Desde siempre, desde niña, oí comentar que la vida es muy corta, que pasa como un soplo, que sin que te des cuenta has llegado al final, que son cuatro días y tres de ellos llueve. O sea, que no da tiempo para nada. Y uno lo va repitiendo, e incluso lo cree, hasta que llega el momento en que descubre que la vida del hombre -por lo menos la de los europeos, y siempre que un accidente imprevisto no la siegue en la juventud- es muy, muy larga, y suele dar tiempo para todo, tanto para las cosas positivas e importantes (que no son tantas), como para el cúmulo de tonterías o maldades que a uno se le van ocurriendo.

Cierto que si miras atrás te sorprende haber llegado al final, y que te lamentas "parece que fue ayer", como si la vida hubiera transcurrido realmente en un soplo, pero también sabes que has cruzado etapas que parecían eternas -60 o 70 años, en el cambio del siglo XVIII al XIX, incluye todo el proceso de la Revolución Francesa y de Napoleón- y que luego han sido seguidas por otra y otra y otra...

CONSIGNA 1: Transcribe una parte del texto sobre la duración de la vida. Empieza en las palabras "Desde siempre, desde" y termina después de "le van ocurriendo.".
CONSIGNA 2: Retoma el texto sobre la duración de la vida a partir de su última frase.
No hace falta consultar las entradas.

FRAGMENTOS DE ENTRADAS:
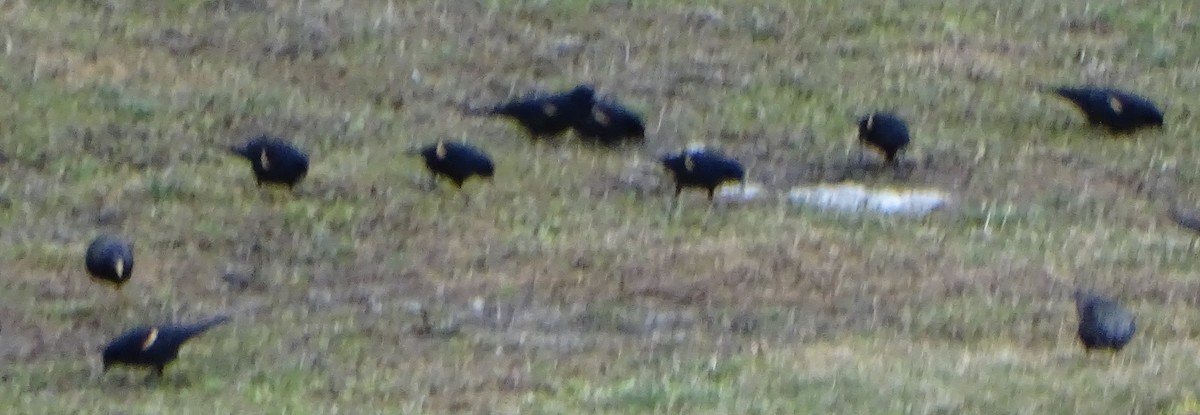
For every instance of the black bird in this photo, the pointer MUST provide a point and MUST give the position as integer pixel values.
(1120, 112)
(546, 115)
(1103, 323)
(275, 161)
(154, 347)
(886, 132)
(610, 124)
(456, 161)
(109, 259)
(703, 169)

==

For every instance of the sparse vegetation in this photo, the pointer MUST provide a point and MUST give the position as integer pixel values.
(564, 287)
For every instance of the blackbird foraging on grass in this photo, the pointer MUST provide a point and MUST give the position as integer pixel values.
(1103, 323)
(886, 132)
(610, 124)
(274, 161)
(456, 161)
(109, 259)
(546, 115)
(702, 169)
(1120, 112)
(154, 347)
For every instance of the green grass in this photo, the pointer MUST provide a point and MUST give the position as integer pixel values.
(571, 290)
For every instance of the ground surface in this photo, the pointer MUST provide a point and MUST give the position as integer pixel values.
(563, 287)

--

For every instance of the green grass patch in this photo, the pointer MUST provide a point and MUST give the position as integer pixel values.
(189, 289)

RESULTADO 1:
Desde siempre, desde niña, oí comentar que la vida es muy corta, que pasa como un soplo, que sin que te des cuenta has llegado al final, que son cuatro días y tres de ellos llueve. O sea, que no da tiempo para nada. Y uno lo va repitiendo, e incluso lo cree, hasta que llega el momento en que descubre que la vida del hombre -por lo menos la de los europeos, y siempre que un accidente imprevisto no la siegue en la juventud- es muy, muy larga, y suele dar tiempo para todo, tanto para las cosas positivas e importantes (que no son tantas), como para el cúmulo de tonterías o maldades que a uno se le van ocurriendo.

RESULTADO 2:
Y no deja de parecerme curioso que, precisamente ahora, cuando vivimos más años que en ningún momento pasado de la historia, se haya desencadenado el frenesí por vivir todavía más, por alcanzar los 100, tal vez los 150. (Me refiero, claro está, únicamente a los países desarrollados.)

Esto supone, como primera medida, sustituir el riesgo por la prudencia. Algunas profesiones -por ejemplo, la militar- han perdido gran parte de su prestigio, y los jóvenes ya no se lanzan al mundo en busca de aventuras, sino de un buen trabajo, el nivel de vida más alto posible y, en el mejor de los casos, destacar en su profesión. Existen, siguen existiendo, profesiones de riesgo, pero no podemos incluir entre ellas a los conductores de automóvil, porque parten del convencimiento de que ellos no corren riesgo alguno: todos aseguran ser de una prudencia extrema y hacen a menudo hincapié en no haber sufrido jamás un accidente. "El día que lo tengas te matarás", piensas tú, pero ni te molestas en decirlo porque sabes que sería totalmente inútil.

Si la desaparición del amor por la aventura y por el riesgo supone un gran cambio, todavía es mayor la influencia de la segunda medida en nuestra vida cotidiana.

Nos hemos vuelto virtuosos, nos hemos vuelto sensatos.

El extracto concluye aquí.